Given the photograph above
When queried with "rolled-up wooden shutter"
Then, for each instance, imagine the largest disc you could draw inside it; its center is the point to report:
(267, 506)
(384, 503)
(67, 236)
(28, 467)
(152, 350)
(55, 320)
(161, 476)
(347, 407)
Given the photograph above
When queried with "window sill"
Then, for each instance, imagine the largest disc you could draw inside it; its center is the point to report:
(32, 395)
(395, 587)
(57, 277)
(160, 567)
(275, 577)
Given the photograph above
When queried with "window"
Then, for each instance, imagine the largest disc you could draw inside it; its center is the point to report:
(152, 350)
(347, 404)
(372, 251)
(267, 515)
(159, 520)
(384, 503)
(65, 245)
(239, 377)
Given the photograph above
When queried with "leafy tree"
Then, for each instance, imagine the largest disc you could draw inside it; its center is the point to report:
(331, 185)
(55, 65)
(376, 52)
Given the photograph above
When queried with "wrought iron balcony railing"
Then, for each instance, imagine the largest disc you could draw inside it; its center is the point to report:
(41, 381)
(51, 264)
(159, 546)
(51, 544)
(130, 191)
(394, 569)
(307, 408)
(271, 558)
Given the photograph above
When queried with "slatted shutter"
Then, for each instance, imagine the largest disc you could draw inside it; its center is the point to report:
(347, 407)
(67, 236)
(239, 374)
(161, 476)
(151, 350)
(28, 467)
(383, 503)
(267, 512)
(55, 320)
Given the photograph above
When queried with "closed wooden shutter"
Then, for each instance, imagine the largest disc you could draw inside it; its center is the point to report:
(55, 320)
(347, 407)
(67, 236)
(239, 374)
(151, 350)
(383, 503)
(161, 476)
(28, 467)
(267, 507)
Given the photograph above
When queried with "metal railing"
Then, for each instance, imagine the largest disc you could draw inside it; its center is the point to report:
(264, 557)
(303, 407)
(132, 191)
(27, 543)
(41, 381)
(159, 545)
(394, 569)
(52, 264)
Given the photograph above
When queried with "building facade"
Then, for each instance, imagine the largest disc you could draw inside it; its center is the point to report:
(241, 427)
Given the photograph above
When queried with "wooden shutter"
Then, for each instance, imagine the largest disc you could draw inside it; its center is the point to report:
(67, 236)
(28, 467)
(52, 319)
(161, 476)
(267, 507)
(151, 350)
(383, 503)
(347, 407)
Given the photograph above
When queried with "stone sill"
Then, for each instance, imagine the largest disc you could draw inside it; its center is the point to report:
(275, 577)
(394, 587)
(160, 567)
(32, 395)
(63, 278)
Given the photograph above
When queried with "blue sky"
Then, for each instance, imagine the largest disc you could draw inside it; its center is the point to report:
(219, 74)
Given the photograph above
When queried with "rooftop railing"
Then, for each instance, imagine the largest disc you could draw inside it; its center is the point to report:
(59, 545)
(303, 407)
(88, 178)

**ASSIGNED TASK:** All of the material, restated exactly, is the expected result.

**YOUR SOLUTION:**
Given the photograph above
When queried with "rolled-up wooden shutter"
Then, for each instance, imagine the largest disc you could draw inside it; its center is the point to report:
(267, 506)
(384, 503)
(67, 236)
(28, 467)
(152, 350)
(55, 320)
(161, 476)
(347, 407)
Given the photograph above
When queried with "window sill"
Then, for each instance, imagine the largest disc you could draw inside it; its center is the point to report:
(32, 395)
(395, 587)
(57, 277)
(160, 567)
(275, 577)
Given the photograph above
When queried with "window"
Then, for each instance, imagine the largest disc you could draw inside it; its center is the point to report:
(152, 350)
(347, 404)
(372, 251)
(267, 515)
(159, 520)
(384, 503)
(65, 245)
(239, 377)
Given the photograph above
When queried with "leafy tree"
Then, for each instance, imagine the largest disc you could draw inside it; its center is the point to report:
(331, 185)
(55, 65)
(376, 52)
Given the photograph above
When queried with "wrought iron balcony railing"
Then, for each instance, imagine the largest disc you could draw inside it; its center is the point to report:
(41, 381)
(51, 264)
(159, 546)
(51, 544)
(130, 191)
(394, 569)
(307, 408)
(271, 558)
Given the photograph above
When queried with "slatted shutter"
Then, for each instance, imagine the largest disc you could draw inside it; its center is the point to report:
(347, 407)
(67, 236)
(239, 374)
(161, 476)
(151, 350)
(28, 467)
(383, 503)
(267, 512)
(55, 320)
Given the photograph above
When queried with "closed wooden shutter"
Then, for each instance, imagine the largest disc you could draw inside it; its center is the point to report:
(55, 320)
(347, 407)
(67, 236)
(239, 374)
(151, 350)
(383, 503)
(161, 476)
(28, 467)
(267, 507)
Given the photograph above
When queried with "metal railing"
Then, for each instance, imagine the largest disc you could draw inside it; its center is the point to report:
(264, 557)
(303, 407)
(132, 191)
(27, 543)
(41, 381)
(159, 545)
(394, 569)
(52, 264)
Given the photograph above
When queried with "building facade"
Then, for each instance, imagine the largest disc you could draw inside it; its center is the point to report:
(241, 427)
Given the photograph above
When queried with "wooden shutter"
Then, for each instance, imagine the largest disc you could draw inside it; its center is the point to report:
(67, 236)
(28, 467)
(52, 319)
(161, 476)
(267, 507)
(151, 350)
(383, 503)
(347, 407)
Given the photograph above
When queried with "stone sill"
Then, for each instance, imagine the largest disc you could draw inside it; its center is the point to report:
(275, 577)
(394, 587)
(160, 567)
(32, 395)
(63, 278)
Given the photograph above
When queried with "blue sky"
Then, for each instance, imagine the largest disc you could draw inside it; its center is the point to report:
(219, 74)
Given the photograph above
When queried with "rooftop railing"
Then, for each instance, imagine the largest disc you could draw inside it; its center is the point to report:
(59, 545)
(303, 407)
(88, 178)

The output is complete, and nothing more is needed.